— Directions —
Pull every line containing "wolf" from the entries.

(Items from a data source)
------------------------

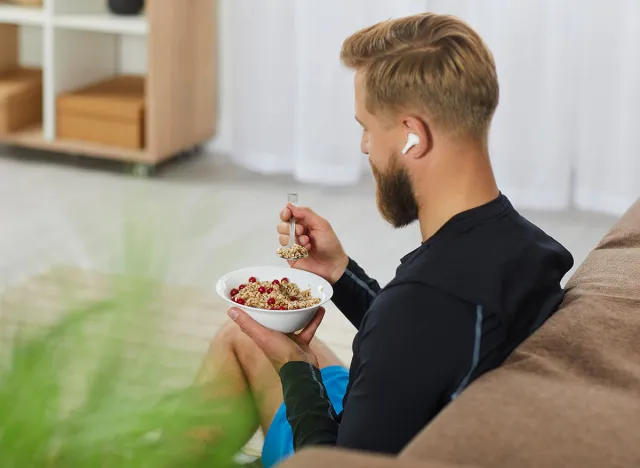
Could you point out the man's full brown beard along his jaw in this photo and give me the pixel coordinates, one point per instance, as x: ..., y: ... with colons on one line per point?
x: 394, y: 195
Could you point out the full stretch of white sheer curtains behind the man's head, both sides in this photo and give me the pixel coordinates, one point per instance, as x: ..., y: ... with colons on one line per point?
x: 570, y: 88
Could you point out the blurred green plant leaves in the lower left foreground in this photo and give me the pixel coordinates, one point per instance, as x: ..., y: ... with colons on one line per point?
x: 87, y: 390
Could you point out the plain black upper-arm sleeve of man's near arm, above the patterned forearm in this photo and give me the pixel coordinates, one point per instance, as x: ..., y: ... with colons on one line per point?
x: 416, y: 349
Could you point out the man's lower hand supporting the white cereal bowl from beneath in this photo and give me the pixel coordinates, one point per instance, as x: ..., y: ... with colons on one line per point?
x: 279, y: 347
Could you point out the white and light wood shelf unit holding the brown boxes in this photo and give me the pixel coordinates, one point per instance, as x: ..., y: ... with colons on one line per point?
x: 80, y: 45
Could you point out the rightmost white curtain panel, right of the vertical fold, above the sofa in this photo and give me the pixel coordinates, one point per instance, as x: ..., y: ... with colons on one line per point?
x: 608, y: 109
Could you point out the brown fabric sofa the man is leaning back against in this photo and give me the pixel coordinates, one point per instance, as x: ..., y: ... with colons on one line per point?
x: 568, y: 397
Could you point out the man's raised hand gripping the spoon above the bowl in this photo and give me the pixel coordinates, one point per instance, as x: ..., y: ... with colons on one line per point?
x: 327, y: 258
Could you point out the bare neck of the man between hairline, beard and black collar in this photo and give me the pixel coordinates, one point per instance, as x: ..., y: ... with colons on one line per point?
x: 457, y: 182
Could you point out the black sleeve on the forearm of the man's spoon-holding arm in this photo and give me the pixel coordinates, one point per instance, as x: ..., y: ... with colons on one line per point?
x: 354, y: 293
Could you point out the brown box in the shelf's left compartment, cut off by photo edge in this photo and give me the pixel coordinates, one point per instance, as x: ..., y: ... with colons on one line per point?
x: 20, y: 99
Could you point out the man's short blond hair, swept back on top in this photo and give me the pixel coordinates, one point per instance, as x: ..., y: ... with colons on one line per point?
x: 431, y: 63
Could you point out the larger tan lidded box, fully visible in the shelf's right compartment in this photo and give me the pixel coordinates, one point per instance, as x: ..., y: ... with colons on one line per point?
x: 111, y: 113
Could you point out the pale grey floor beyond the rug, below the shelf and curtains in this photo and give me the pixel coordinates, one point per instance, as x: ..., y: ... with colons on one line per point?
x: 205, y: 216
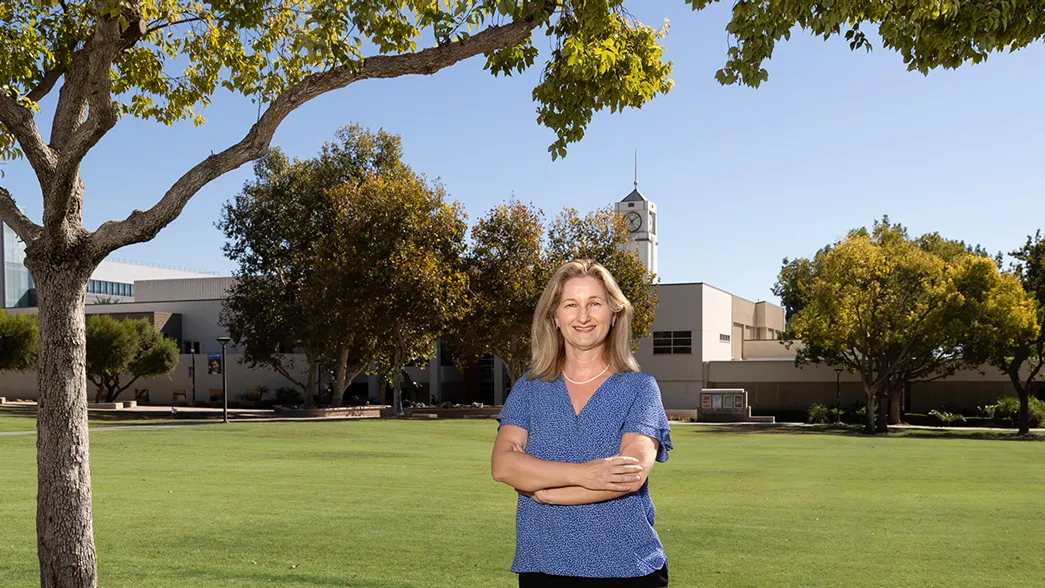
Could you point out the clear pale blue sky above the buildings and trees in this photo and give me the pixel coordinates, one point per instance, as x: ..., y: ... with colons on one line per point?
x: 742, y: 178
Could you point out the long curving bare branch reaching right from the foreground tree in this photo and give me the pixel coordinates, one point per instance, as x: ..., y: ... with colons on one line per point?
x: 142, y: 227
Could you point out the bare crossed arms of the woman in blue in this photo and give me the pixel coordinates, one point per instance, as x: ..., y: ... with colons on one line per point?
x: 560, y: 483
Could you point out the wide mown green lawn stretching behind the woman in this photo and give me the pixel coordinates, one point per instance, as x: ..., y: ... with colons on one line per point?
x: 410, y: 504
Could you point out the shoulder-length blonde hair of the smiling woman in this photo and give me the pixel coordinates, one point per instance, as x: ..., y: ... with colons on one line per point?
x: 549, y: 354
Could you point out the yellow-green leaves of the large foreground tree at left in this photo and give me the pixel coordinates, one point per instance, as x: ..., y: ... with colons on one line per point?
x: 262, y: 49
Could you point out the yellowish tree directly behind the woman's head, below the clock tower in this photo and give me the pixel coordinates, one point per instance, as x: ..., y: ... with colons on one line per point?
x: 602, y: 236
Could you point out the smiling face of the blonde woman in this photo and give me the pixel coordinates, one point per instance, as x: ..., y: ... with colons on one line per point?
x: 584, y: 316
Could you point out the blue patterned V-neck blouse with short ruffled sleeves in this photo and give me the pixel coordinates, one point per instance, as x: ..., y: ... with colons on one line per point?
x: 611, y: 539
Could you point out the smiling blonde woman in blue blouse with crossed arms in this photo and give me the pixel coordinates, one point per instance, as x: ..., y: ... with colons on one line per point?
x: 578, y: 437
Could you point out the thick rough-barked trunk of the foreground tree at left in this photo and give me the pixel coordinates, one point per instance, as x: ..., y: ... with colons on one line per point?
x: 65, y: 533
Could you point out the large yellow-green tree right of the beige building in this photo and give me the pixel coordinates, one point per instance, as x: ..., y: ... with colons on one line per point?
x: 881, y: 305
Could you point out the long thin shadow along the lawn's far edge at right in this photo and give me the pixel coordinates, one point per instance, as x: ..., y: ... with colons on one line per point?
x: 857, y: 431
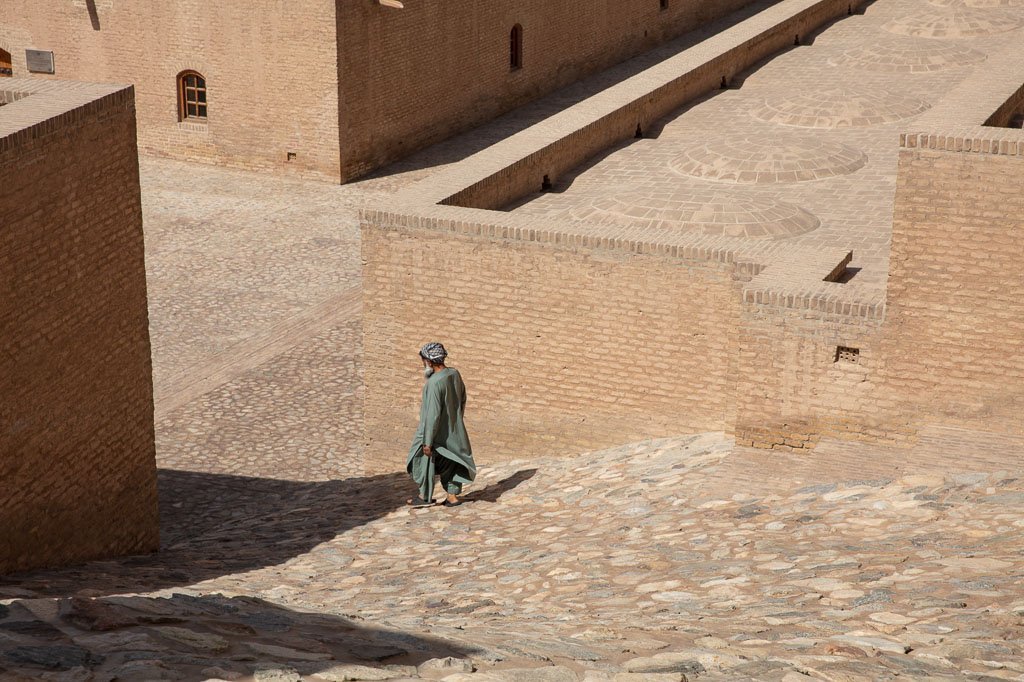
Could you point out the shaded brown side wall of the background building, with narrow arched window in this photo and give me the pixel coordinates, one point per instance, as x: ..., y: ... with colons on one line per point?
x: 413, y: 77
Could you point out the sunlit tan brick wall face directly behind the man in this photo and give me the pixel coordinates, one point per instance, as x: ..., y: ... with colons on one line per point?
x: 563, y: 349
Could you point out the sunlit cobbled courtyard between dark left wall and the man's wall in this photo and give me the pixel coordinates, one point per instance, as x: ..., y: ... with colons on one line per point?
x: 254, y: 313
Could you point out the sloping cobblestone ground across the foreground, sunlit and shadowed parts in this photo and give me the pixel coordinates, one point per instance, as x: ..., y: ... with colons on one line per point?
x: 637, y: 561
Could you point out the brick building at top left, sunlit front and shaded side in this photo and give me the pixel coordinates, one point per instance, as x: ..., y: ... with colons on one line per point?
x: 348, y: 87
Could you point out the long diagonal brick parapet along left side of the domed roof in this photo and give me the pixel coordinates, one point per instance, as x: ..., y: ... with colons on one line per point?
x: 518, y: 165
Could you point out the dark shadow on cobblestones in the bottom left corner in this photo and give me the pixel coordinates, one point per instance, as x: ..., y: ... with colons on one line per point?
x: 196, y: 638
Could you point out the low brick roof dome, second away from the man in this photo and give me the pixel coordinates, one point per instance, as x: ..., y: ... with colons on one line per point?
x: 764, y: 161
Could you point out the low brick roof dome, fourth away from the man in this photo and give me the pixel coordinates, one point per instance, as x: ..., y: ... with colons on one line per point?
x: 901, y: 57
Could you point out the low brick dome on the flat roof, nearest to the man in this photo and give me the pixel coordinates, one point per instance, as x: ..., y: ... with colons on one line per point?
x: 686, y: 211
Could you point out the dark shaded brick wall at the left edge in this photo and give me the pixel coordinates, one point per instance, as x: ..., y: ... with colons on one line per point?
x: 77, y: 454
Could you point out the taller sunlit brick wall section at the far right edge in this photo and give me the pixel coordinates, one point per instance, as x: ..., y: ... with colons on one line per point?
x: 955, y: 334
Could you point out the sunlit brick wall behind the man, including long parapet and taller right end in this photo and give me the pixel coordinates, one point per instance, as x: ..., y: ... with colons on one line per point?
x: 780, y: 346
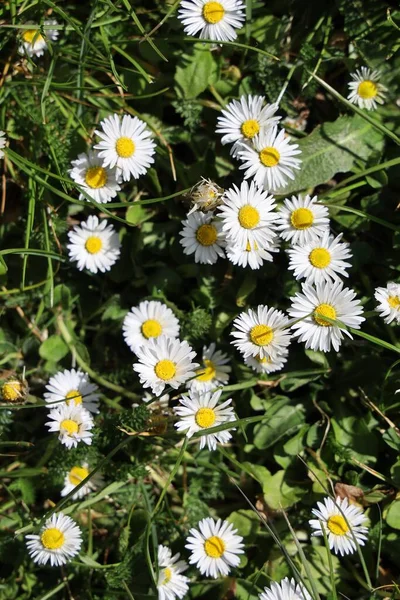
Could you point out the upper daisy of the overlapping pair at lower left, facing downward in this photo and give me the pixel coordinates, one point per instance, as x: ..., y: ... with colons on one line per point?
x: 74, y: 388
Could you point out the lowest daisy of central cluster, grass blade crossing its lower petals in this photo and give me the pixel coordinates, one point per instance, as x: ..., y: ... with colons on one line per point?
x: 199, y: 412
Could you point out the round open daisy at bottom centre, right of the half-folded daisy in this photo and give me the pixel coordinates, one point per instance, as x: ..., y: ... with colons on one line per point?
x: 215, y: 546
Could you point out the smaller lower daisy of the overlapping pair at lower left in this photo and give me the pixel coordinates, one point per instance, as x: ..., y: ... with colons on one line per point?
x: 73, y: 424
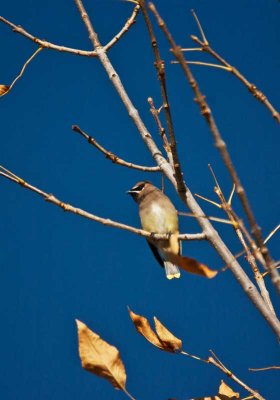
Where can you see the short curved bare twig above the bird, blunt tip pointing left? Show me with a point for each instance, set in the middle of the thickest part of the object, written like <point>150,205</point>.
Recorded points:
<point>108,154</point>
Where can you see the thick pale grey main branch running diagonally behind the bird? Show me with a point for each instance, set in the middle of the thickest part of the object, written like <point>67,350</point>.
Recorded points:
<point>186,197</point>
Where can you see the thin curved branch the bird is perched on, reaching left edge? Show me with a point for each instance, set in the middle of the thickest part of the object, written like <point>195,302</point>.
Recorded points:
<point>104,221</point>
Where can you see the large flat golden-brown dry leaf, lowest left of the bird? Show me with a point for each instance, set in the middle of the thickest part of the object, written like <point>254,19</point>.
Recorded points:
<point>99,357</point>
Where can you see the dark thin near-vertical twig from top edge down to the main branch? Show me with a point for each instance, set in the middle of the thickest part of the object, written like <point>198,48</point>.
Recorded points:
<point>159,64</point>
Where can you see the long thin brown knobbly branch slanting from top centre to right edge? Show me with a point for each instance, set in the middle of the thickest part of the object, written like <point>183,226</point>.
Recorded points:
<point>221,145</point>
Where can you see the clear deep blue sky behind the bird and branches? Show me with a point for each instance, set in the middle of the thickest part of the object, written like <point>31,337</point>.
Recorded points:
<point>56,266</point>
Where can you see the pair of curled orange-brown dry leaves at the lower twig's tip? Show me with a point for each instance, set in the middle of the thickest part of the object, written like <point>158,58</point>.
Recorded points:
<point>162,338</point>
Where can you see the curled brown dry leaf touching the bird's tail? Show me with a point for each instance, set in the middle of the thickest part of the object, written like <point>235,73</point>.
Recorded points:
<point>193,266</point>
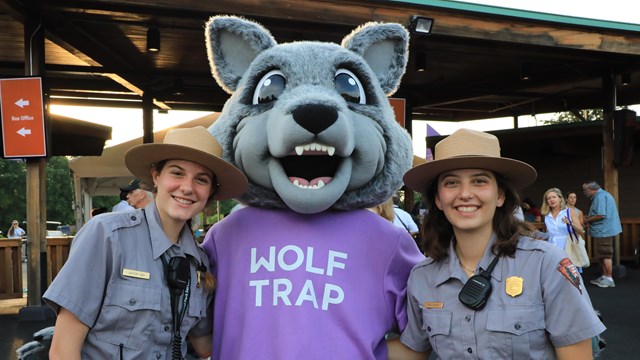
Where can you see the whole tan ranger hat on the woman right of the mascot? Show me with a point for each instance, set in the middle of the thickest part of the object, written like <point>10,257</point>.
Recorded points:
<point>470,149</point>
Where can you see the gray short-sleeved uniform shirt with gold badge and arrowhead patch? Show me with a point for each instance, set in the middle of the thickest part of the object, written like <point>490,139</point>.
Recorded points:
<point>548,307</point>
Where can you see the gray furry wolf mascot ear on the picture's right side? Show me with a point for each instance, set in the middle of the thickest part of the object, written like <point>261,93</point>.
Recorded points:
<point>385,48</point>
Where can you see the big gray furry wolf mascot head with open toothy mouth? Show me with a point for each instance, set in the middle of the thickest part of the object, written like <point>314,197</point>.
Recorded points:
<point>309,123</point>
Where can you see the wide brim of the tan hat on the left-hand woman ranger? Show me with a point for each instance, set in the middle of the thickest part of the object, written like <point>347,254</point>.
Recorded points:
<point>140,160</point>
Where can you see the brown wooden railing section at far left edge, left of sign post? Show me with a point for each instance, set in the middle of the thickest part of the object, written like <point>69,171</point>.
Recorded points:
<point>10,268</point>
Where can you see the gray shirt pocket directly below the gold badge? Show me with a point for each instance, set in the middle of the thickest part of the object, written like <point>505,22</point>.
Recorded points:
<point>518,333</point>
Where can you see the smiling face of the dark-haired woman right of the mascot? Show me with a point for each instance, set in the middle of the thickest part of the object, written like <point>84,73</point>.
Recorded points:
<point>469,198</point>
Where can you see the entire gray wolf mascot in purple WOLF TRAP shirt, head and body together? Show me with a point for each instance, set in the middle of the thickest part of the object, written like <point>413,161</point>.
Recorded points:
<point>304,271</point>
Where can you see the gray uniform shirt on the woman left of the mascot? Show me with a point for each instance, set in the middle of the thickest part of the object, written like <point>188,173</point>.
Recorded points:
<point>114,283</point>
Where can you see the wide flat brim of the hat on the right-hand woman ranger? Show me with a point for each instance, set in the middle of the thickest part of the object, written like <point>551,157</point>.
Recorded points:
<point>517,173</point>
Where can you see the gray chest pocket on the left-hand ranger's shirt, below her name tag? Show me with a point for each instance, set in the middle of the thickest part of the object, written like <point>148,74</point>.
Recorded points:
<point>128,314</point>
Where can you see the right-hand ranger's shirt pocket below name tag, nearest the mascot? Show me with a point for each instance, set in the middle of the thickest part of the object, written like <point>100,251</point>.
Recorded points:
<point>437,326</point>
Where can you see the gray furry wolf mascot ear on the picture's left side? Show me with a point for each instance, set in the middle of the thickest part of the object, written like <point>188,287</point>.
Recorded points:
<point>232,44</point>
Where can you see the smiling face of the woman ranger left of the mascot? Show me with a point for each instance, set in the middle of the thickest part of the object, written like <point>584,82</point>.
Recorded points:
<point>183,190</point>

------------------------

— Answer to this problem —
Where can you see the gray furry wolf mascot ear on the picture's right side? Show me with a point for each instance, set in the middle of the thickest part of the object, written like <point>261,93</point>.
Where can you see the big gray furry wolf mascot head with open toothy mouth? Show me with a point for each instance, set in the middle of the thickest part of the object, written like <point>314,197</point>.
Where can you see the entire gray wolf mascot in purple WOLF TRAP shirt, head and body together? Show me with a point for each instance, set in the middle of the thickest part of the object, written like <point>413,161</point>.
Where can you see the gray furry wolf mascot ear on the picture's left side? Show me with a point for each instance, set in the middle of the thickest part of the object, written like <point>188,287</point>.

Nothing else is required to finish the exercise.